▶ Do this: Extract every line of the records below that contains the string "camouflage", treating the match as case-sensitive.

▶ Supplied records:
============
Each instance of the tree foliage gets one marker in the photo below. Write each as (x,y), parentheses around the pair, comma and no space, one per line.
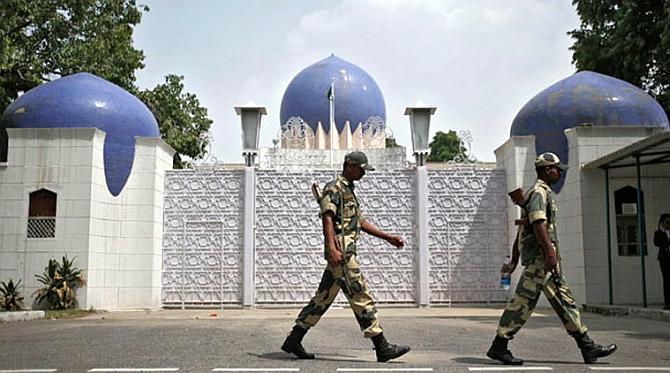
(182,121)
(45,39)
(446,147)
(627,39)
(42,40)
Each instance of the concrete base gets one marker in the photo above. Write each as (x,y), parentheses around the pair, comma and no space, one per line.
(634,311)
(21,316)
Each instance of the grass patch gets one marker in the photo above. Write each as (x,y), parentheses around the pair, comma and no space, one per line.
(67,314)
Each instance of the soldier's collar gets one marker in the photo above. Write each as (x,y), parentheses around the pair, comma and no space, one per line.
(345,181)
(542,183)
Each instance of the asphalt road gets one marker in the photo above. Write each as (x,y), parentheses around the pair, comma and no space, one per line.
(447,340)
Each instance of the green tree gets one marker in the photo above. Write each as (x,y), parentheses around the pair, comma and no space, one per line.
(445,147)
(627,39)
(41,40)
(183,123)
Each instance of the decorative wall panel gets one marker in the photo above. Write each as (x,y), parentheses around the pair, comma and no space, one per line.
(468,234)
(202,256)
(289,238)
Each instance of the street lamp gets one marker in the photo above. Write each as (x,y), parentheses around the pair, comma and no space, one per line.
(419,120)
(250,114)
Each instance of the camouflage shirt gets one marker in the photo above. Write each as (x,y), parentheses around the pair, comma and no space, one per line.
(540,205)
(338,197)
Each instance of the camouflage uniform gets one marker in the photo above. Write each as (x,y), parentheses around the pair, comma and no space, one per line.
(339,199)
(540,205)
============
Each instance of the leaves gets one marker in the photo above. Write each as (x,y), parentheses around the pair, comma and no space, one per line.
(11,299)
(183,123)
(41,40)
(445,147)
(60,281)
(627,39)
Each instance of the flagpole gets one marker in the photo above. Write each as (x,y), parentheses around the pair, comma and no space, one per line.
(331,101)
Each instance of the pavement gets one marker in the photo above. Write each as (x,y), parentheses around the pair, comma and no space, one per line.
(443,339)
============
▶ Answer for the task:
Each instance of the camouflage shirt gets one marker in the photo above. Write each as (x,y), parentheses around the pair, comma and no space, one per line.
Each instance of the camouflage uniform gets one marker in the photo above. Write each as (x,y), parentheses around the pair, comma and no space, one per line.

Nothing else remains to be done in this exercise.